* **Reading passage**:
Saturday, September 15, 2007


FLASH POINT (Hong Kong/China; 2007)

D: Wilson Yip Wai-shun

Re-teaming of the director and star of SPL and DRAGON TIGER GATE is an extra lean, meaty police revenge thriller that treads familiar ground but builds to a protracted action climax that's sure to please fans of mixed martial arts, a school of increasing interest for producer and action director Donnie Yen, not to mention one of the most popular and profitable sports in the world at the time of the film's release. Story has venemous Vietnamese brothers (Ray Lui, Collin Chou and Xing Yu) hardballing their way into territory controlled by Hong Kong gang boss Ben Lam and his compatriots. The near-mortal wounding of Lam convinces the other three to seek justice from Organized Crime & Triad Bureau detective Donnie Yen, a one-man tornado to wants these guys disposed of in the worst way. Yen apparently finds his badge a little restrictive and his deep cover operative (Louis Koo) increasingly at risk of exposure. When gang honcho Ray Lui (in a solid comeback performance) is finally captured, the brothers start eliminating witnesses and eventually sniff out the mole in their midst. Koo survives their attack, but they kidnap his girlfriend to ensure that his memory fails at the trial, and when Lui walks free, Yen's snatches the guy up for delivery to the big showdown. In time, bodies are pushed beyond the limits of known human endurance, just as they have been in Hong Kong action cinema for decades, and Yip's camera swoops and glides to capture the elegant ferocity of these duels without a flurry of smash-cut editing constructing the fights for him. What Hong Kong cinema needs is more movies like this to balance the current lean toward romantic comedies and show that the former colony's film industry hasn't lost touch with the martial artistry and screen action design that have placed it on the international stage

Ray Lui

Friday, September 14, 2007


THE EXODUS (Hong Kong/China 2007)

* **Supplied entries**:
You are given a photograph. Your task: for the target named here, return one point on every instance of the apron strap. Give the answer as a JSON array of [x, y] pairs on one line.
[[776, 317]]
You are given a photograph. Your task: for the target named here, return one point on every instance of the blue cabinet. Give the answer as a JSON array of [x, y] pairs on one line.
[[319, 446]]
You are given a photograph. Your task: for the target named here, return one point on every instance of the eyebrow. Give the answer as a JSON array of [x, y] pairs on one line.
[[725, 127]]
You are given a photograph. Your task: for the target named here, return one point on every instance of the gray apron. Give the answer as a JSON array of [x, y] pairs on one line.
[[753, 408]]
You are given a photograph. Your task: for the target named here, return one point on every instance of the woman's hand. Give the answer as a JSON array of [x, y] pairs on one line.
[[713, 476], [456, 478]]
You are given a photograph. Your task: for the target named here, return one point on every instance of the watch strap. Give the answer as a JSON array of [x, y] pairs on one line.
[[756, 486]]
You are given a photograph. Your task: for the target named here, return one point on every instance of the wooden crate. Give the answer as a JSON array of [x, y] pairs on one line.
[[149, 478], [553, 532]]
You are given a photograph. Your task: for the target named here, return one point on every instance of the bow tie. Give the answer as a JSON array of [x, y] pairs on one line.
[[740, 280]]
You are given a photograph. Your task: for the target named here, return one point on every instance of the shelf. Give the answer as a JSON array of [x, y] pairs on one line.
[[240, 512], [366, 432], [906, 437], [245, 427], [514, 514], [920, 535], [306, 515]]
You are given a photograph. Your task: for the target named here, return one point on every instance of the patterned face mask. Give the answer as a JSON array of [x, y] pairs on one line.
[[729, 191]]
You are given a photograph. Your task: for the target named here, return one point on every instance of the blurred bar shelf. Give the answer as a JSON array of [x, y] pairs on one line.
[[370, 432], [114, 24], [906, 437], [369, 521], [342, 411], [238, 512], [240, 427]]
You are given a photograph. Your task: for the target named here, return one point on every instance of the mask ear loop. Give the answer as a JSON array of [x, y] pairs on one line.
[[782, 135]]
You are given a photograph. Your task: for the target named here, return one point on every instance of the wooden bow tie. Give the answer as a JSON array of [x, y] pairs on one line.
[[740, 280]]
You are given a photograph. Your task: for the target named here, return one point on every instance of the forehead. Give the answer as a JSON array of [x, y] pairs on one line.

* **Prompt A**:
In the film reviews, rewrite the paragraph beginning "Re-teaming of the director and star" as a shorter bulleted list that keeps its main facts.
* **Prompt B**:
Do these statements agree with the film reviews? Answer yes or no for each, and quote the words from the text that decide it.
(i) Ray Lui gives a solid comeback performance.
(ii) The fight scenes are built through rapid smash-cut editing.
(iii) The brothers kidnap Koo's girlfriend.
* **Prompt C**:
Pick up the film reviews after their last line, the heading for THE EXODUS, and continue writing from there.

* **Final result A**:
- The director and star of SPL and DRAGON TIGER GATE team up again for a lean police revenge thriller. It covers familiar ground but builds to a long mixed martial arts climax. Mixed martial arts interests producer and action director Donnie Yen and was one of the world's most popular and profitable sports when the film came out.
- Vietnamese brothers (Ray Lui, Collin Chou, Xing Yu) force their way into territory controlled by Hong Kong gang boss Ben Lam and his associates.
- After Lam is nearly killed, the other three turn to Organized Crime & Triad Bureau detective Donnie Yen, who finds his badge restrictive. His deep cover operative (Louis Koo) is increasingly at risk of exposure.
- Once Ray Lui is captured, the brothers kill witnesses and uncover the mole. Koo survives their attack, but they kidnap his girlfriend so that he fails to remember at the trial.
- When Lui walks free, Yen seizes him and brings him to the final showdown.
- Yip's moving camera captures the fights without relying on rapid smash-cut editing.
- The reviewer says Hong Kong needs more films like this to balance its current lean toward romantic comedies and to show that it still has the martial artistry and action design that made it known worldwide.

* **Final result B**:
(i) Yes: "in a solid comeback performance"
(ii) No: "without a flurry of smash-cut editing constructing the fights for him"
(iii) Yes: "they kidnap his girlfriend to ensure that his memory fails at the trial"

* **Final result C**:
D: Edmond Pang Ho-cheung.

The opening shot, a slow, meticulous dolly backwards down a hallway, says it all. It begins with a tight closeup of a pair of alluring female eyes in a photograph. The subject of the portrait is revealed to be Queen Elizabeth II, and beneath it stand two men in swim trunks, goggles and flippers who light up smokes and casually redirect a Hong Kong police officer who has unwittingly entered the doorway at screen left. These must be cops, pre-1997, and as the frame continues to open up, we notice two, then three, then four of these "frogmen" beating a suspect with mallets and phone books as he struggles violently to flee.

"All the hatred of this world are caused by men," claims one of the film's female characters, but as evidenced by this gorgeous opening shot, much of it happens under the watchful eye of condoning women, and in pondering the question of why the female almost always outlives the male, as well as what they talk about when they go to the ladies' room together, writer-director Edmond Pang, along with co-writers Cheuk-Wan-chi and Jimmy Wan Chi-man, have crafted a sleek black comedy that, strangely, doesn't manifest most of its inherent dark whimsy until well into the final reel.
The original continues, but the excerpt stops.